-- Your task --
A complete answer lists every line of the entries below where the string "tail" appears.

-- Exercise materials --
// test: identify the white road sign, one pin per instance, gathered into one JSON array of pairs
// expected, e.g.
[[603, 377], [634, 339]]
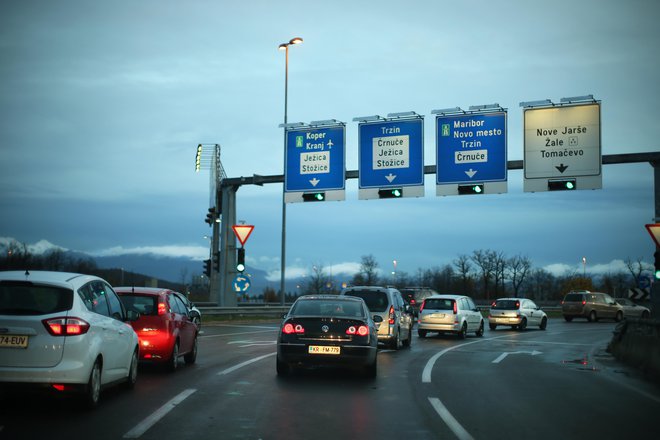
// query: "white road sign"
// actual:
[[562, 141]]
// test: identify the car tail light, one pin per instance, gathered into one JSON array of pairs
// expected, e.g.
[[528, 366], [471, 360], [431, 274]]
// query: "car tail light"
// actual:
[[362, 330], [290, 329], [66, 326]]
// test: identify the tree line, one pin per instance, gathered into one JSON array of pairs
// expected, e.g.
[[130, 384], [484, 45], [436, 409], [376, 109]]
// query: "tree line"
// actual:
[[486, 274]]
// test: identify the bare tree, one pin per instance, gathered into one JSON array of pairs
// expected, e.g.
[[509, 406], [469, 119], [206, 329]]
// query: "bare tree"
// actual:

-- Task answer --
// test: identify the car tail light, one pin per instance, gathered into one JSON array of pairs
// query: "car tail light"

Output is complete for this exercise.